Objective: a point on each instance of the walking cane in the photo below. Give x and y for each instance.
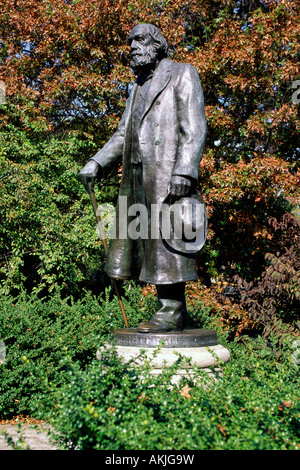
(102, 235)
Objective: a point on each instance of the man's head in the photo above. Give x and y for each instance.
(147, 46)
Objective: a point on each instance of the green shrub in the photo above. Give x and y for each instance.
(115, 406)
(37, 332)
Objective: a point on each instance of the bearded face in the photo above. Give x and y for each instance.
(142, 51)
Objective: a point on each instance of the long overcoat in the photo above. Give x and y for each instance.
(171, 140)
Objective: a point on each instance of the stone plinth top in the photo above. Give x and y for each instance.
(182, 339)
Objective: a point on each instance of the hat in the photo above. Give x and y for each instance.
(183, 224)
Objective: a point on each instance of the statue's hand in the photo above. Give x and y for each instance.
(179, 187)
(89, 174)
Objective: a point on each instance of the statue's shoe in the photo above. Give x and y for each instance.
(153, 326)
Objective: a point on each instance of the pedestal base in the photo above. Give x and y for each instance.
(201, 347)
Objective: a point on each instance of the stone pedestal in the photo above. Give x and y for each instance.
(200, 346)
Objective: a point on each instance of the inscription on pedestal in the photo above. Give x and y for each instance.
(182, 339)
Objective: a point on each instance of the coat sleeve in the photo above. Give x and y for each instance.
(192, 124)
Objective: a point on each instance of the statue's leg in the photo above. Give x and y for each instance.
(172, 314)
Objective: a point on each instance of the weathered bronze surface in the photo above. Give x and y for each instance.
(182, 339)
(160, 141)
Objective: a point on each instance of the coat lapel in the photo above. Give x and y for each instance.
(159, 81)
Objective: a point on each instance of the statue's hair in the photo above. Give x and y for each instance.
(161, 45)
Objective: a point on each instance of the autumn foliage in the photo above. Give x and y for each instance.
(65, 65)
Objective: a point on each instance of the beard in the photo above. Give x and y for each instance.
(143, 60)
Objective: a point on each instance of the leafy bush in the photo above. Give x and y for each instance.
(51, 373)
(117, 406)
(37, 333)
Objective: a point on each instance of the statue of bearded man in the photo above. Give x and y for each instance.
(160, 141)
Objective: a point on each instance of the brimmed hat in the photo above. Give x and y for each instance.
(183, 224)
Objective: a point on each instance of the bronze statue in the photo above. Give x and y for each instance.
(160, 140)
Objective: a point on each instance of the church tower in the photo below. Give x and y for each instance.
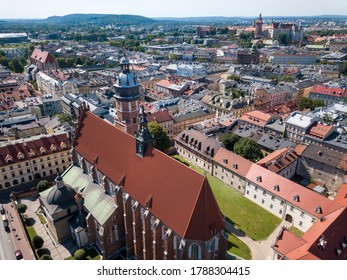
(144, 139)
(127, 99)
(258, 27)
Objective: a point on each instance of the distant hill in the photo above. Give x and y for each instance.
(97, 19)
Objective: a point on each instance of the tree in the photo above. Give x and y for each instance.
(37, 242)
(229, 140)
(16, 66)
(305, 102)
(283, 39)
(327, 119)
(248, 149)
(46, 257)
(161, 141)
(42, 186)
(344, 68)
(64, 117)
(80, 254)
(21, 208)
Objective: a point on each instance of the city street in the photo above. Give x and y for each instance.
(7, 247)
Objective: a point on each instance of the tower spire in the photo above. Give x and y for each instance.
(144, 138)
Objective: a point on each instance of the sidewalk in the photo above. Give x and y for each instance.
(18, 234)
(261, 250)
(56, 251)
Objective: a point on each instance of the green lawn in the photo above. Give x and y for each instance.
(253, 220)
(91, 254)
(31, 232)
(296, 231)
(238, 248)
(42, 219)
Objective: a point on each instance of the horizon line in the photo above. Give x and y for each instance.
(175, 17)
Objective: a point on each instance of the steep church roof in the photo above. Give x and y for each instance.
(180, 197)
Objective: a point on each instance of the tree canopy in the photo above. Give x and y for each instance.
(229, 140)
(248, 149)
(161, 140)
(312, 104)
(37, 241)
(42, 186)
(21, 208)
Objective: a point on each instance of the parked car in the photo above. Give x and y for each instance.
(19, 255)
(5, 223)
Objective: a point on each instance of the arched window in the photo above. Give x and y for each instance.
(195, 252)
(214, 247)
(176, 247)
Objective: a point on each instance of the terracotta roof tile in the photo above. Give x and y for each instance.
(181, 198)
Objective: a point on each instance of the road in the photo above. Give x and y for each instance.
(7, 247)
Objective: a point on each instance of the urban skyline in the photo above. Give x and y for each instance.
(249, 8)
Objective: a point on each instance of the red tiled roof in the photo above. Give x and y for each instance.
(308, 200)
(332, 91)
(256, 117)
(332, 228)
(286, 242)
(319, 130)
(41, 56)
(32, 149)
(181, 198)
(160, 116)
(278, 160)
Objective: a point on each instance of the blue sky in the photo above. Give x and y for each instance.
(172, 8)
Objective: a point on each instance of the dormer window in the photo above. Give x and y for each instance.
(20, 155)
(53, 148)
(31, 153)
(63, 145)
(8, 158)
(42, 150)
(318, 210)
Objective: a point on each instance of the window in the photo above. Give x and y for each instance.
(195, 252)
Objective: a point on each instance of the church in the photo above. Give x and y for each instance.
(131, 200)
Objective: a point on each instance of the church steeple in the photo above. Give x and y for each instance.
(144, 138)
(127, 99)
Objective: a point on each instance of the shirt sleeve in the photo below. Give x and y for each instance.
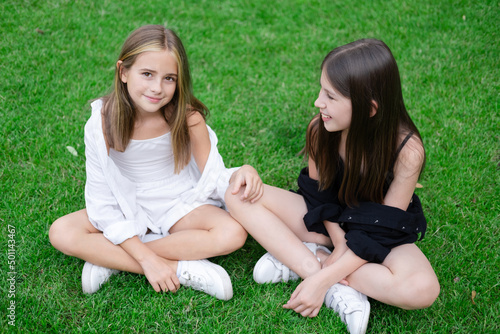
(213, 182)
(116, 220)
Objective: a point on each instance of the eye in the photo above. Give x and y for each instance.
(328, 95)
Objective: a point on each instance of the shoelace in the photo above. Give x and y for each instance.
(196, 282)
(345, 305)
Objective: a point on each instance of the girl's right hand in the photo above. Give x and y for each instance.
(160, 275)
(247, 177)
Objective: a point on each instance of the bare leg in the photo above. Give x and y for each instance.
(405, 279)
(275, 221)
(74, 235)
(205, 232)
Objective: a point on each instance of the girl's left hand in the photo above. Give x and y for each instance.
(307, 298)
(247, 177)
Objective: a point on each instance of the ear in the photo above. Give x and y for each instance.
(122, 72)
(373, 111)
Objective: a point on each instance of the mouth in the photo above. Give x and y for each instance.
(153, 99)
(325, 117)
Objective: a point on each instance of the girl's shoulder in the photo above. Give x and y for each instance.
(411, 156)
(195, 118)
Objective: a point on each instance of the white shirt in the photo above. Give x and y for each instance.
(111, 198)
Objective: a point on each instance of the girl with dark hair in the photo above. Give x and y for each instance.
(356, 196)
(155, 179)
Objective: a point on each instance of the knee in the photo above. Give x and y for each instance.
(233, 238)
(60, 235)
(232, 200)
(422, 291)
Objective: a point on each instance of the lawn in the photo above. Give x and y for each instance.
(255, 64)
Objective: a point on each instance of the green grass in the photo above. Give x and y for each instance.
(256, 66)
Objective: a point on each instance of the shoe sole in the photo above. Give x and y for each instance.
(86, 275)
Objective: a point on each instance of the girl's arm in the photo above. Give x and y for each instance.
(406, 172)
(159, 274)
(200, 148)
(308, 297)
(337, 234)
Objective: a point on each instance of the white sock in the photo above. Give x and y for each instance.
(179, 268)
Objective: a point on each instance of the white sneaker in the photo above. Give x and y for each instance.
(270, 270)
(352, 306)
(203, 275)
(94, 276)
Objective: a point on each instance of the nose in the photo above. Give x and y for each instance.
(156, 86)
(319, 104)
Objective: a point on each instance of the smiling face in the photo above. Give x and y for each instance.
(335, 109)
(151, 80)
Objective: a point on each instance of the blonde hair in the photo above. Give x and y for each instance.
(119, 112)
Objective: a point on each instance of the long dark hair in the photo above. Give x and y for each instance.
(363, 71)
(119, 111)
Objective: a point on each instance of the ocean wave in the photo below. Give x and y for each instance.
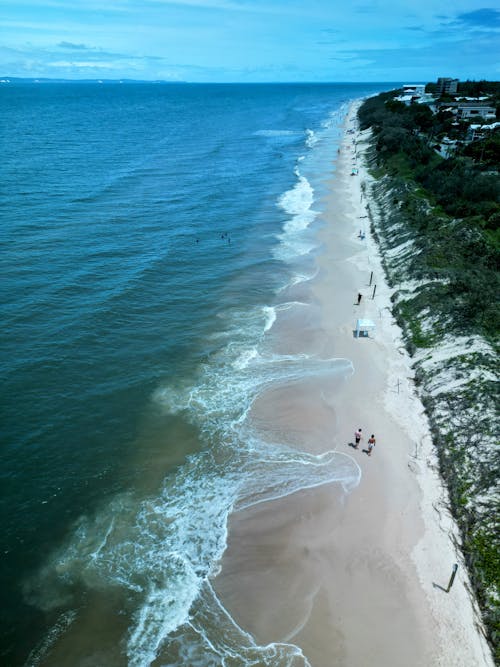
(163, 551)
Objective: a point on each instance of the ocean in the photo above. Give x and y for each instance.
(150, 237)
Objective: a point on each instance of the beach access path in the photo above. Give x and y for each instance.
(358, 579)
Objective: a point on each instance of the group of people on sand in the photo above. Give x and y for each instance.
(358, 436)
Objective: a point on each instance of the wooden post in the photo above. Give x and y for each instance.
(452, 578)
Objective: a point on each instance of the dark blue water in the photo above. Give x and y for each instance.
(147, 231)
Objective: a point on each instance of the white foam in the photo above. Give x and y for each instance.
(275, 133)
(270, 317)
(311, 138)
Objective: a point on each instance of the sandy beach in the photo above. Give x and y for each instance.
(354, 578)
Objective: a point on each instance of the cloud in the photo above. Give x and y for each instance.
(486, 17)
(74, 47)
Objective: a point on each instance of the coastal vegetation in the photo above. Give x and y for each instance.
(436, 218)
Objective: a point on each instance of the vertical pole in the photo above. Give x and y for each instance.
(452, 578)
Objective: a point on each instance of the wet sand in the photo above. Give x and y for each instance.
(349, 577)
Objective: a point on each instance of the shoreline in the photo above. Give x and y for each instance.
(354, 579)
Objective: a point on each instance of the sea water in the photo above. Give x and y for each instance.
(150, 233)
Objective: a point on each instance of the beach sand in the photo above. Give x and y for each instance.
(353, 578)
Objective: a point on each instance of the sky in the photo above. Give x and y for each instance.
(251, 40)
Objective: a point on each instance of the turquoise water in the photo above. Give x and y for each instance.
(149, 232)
________
## What is expected:
Only the lines from the one containing "Objective: a point on each instance of the sky" to the end of the data should be printed, exactly as they stand.

## Task response:
Objective: a point on each instance of the sky in the photo above. Give x and y for each instance.
(251, 40)
Objective: a point on each instance of the turquoise water in the photo above. Give x and y for each instance.
(149, 232)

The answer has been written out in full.